● **What the task asks**: Can you continue the forum thread about children overriding scheduled TV recordings, starting right after its last line?

# New hack required



## Furball (Dec 6, 2001)

Ok has anyone got this problem if so is there a hack to fix the issue ?

The kids (aged 5 & 7) and have now discovered how to cancel OUR recordings and record their programs instead  

We are seeing more and more power rangers etc instead of our own season passed recordings  

Checking the logs and its saying that "someone"  has deleted the recordings to make way for the new recordings, well its not me......its not the wife ......so that leaves  

OK so we could hide the remote but then they are on our back cos they want to move channels from time to time also they like to watch their own recordings , what we need is some way of locking our schedualed recordings so if they come up while they are watching something live or they try and make a recording which over rides one of our earlier ones they cant.

What we need is some way of a code to be entered, that they dont know  before any of our recordings get messed with.

Does that make sence?

Is there anything like this out there, if not is it worth developing ?

Fur


----------



## blindlemon (May 12, 2002)

Threaten them that if they mess with your recordings there will be no TV for a week 

That should do it, and no hacking required


----------



## Furball (Dec 6, 2001)

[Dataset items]
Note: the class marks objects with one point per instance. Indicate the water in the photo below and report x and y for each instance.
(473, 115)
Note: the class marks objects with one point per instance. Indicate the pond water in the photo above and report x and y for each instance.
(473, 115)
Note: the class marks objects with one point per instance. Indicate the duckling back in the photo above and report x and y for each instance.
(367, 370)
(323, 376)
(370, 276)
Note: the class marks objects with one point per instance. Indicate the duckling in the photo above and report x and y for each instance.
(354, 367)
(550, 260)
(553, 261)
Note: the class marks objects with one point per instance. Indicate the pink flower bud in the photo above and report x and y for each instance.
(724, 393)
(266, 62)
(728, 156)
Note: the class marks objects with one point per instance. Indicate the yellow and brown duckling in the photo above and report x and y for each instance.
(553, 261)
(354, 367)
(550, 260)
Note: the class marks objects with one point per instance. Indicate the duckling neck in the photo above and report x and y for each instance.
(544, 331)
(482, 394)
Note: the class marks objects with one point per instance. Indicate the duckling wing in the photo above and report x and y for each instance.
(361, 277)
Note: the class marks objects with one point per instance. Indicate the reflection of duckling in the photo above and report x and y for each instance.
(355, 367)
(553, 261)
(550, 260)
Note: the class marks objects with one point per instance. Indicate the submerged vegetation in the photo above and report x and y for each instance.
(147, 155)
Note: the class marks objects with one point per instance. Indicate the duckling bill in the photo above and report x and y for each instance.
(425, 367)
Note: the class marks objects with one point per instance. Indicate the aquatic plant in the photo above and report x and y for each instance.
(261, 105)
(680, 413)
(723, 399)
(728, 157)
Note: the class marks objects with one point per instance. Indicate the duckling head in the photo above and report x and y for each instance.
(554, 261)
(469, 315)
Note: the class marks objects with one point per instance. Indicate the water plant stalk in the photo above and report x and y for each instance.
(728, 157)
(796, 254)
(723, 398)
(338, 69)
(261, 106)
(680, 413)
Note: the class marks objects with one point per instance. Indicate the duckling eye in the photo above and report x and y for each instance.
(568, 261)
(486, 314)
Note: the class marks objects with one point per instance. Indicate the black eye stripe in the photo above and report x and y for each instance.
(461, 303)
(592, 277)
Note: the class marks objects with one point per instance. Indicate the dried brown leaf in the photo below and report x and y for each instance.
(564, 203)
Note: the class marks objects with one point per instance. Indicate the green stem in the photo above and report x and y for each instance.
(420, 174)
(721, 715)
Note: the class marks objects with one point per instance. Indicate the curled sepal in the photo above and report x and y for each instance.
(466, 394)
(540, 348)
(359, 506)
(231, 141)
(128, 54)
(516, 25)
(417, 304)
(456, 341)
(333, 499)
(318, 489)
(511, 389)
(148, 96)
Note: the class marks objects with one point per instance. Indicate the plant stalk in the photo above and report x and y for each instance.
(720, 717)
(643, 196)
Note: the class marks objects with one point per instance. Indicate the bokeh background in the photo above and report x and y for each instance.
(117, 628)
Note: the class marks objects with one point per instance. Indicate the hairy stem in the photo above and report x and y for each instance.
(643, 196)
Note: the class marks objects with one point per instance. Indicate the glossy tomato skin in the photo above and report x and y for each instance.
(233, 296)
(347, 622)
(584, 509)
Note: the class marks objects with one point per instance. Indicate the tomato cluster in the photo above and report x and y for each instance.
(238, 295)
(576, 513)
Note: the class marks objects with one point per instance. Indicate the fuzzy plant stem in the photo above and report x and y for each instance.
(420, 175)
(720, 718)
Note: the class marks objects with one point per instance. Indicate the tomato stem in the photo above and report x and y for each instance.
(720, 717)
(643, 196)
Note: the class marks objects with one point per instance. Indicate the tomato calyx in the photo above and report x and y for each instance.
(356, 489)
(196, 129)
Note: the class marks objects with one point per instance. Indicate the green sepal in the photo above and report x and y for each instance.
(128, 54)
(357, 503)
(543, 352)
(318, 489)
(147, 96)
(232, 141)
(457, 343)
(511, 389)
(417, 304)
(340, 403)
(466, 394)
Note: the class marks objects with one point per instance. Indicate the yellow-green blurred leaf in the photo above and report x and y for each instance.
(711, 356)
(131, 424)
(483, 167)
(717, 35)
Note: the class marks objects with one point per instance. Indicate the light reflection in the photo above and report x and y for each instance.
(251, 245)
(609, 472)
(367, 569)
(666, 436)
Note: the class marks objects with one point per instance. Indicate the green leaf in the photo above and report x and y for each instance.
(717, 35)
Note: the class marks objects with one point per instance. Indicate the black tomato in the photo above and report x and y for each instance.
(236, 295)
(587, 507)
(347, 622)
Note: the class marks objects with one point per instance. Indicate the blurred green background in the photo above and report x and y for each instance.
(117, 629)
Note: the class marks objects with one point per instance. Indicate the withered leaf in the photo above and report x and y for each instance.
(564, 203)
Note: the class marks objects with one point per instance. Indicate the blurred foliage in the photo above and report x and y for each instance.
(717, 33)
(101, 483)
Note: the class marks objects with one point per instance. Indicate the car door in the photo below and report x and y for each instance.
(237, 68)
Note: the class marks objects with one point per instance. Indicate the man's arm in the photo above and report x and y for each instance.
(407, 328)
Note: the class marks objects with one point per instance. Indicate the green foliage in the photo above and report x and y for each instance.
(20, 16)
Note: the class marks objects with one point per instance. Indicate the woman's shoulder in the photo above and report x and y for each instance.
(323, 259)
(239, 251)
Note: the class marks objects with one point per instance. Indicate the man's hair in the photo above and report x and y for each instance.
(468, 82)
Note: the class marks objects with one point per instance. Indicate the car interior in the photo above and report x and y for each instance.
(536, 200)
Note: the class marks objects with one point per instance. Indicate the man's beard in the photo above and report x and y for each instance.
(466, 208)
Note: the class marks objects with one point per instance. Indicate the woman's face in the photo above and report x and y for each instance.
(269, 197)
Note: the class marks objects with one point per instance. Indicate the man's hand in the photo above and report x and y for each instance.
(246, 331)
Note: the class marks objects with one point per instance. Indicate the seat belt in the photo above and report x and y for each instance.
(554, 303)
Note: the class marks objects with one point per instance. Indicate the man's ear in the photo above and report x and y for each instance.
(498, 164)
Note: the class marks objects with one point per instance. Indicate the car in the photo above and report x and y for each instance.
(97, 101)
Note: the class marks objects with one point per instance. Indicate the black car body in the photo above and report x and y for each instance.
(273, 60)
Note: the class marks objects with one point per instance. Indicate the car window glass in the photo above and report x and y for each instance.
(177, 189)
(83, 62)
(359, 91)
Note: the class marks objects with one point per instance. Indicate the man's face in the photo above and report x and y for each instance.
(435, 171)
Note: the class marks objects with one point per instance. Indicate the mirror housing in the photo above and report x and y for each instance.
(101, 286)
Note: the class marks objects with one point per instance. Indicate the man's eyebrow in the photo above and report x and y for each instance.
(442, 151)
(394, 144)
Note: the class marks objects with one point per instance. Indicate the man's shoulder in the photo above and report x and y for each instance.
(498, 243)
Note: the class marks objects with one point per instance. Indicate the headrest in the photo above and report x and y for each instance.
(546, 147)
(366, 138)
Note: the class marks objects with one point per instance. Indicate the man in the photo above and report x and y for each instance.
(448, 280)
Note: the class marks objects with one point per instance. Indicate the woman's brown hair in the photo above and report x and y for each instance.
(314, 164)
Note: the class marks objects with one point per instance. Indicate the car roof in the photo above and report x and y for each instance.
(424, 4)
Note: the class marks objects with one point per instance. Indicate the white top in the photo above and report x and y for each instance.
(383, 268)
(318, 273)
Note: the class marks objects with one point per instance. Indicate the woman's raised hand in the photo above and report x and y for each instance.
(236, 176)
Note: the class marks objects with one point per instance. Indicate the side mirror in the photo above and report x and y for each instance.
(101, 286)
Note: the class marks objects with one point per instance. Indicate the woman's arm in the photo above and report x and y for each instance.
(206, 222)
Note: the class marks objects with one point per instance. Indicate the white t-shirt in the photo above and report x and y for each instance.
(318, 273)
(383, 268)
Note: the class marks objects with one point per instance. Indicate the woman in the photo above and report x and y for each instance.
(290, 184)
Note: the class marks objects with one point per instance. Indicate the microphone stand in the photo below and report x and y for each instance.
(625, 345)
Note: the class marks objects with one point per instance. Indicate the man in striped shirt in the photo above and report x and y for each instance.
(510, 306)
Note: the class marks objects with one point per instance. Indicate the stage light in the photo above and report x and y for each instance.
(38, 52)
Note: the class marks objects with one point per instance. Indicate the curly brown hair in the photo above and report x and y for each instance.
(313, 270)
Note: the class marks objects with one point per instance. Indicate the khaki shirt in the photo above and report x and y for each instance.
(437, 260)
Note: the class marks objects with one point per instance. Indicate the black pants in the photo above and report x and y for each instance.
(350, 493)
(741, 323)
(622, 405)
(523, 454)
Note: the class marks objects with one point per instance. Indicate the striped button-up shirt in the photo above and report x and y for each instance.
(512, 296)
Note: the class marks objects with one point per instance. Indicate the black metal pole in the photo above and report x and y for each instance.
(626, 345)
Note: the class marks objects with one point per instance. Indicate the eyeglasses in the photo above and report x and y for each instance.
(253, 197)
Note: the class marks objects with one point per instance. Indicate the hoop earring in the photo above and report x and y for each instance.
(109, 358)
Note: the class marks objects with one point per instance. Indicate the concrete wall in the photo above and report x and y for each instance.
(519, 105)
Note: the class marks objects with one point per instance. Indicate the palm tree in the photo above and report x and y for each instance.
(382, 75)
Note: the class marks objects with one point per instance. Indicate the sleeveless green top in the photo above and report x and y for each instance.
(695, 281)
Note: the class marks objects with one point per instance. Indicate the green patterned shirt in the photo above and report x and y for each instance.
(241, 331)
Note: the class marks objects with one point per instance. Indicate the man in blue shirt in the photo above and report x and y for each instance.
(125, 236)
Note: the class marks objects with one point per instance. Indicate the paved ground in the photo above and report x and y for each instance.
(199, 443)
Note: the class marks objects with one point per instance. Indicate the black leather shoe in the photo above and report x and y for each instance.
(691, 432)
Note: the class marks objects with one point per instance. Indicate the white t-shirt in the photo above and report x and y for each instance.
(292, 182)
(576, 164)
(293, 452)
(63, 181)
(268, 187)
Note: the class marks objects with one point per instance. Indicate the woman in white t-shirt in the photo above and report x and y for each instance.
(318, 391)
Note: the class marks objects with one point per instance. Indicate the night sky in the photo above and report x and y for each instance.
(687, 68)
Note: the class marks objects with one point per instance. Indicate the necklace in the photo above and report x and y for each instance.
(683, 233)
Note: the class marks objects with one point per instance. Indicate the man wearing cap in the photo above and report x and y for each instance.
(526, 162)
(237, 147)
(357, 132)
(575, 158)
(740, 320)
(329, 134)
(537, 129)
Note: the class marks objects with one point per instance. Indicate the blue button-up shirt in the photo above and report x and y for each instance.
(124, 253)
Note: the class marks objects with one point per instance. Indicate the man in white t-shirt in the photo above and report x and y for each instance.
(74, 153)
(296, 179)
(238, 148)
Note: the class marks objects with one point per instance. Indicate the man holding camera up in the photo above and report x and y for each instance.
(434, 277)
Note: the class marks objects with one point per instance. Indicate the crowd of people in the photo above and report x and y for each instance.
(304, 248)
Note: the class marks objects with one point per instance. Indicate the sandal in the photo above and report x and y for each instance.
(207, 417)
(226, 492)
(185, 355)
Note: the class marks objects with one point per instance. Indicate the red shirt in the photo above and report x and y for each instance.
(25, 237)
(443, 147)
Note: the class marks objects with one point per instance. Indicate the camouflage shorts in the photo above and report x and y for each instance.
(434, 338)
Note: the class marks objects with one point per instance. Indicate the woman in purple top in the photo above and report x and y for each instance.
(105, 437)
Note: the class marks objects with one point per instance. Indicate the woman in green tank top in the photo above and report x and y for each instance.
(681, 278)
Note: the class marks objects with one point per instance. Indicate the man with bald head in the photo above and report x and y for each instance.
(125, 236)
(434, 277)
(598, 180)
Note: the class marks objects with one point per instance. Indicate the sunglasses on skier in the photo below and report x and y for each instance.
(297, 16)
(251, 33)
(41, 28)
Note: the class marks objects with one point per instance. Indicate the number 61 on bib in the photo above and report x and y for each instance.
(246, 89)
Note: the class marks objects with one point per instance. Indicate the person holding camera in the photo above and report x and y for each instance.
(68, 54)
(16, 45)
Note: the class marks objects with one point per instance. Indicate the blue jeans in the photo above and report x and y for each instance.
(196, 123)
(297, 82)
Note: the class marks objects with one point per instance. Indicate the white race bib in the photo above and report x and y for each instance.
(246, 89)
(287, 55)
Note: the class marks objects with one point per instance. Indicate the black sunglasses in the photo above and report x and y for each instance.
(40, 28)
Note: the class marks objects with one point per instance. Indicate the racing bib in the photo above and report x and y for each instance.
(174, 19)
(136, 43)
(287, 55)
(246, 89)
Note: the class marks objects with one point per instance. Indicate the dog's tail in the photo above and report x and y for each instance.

● **Exercise answer**:
Tried that, still losing stuff  and I cant stand all their whinging about not being able to watch the box now 

_EDIT_ How can you explain it to a 5yr old , he see's us do it to his progs

Fur


----------



## ColinYounger (Aug 9, 2006)

Furball said:


> he see's us do it to his progs


Can't fault that argument, then! 

Why not build a bank of Power Rangers (or whatever) and tell him to watch one of the stored recordings of his programs while TiVo records what you want?


----------



## murgatroyd (Jan 6, 2002)

Buy them their own TiVo. 

Tell them the grown-ups' TiVo is hands-off, if they want something, they can record it on their own box. 

Seriously, get one used off of eBay cheap -- it's only another $6.95 / mo if you qualify for a Multi-Service Discount. 

And make them do chores to earn the $6.95, otherwise no TiVo. 

Jan


----------



## blindlemon (May 12, 2002)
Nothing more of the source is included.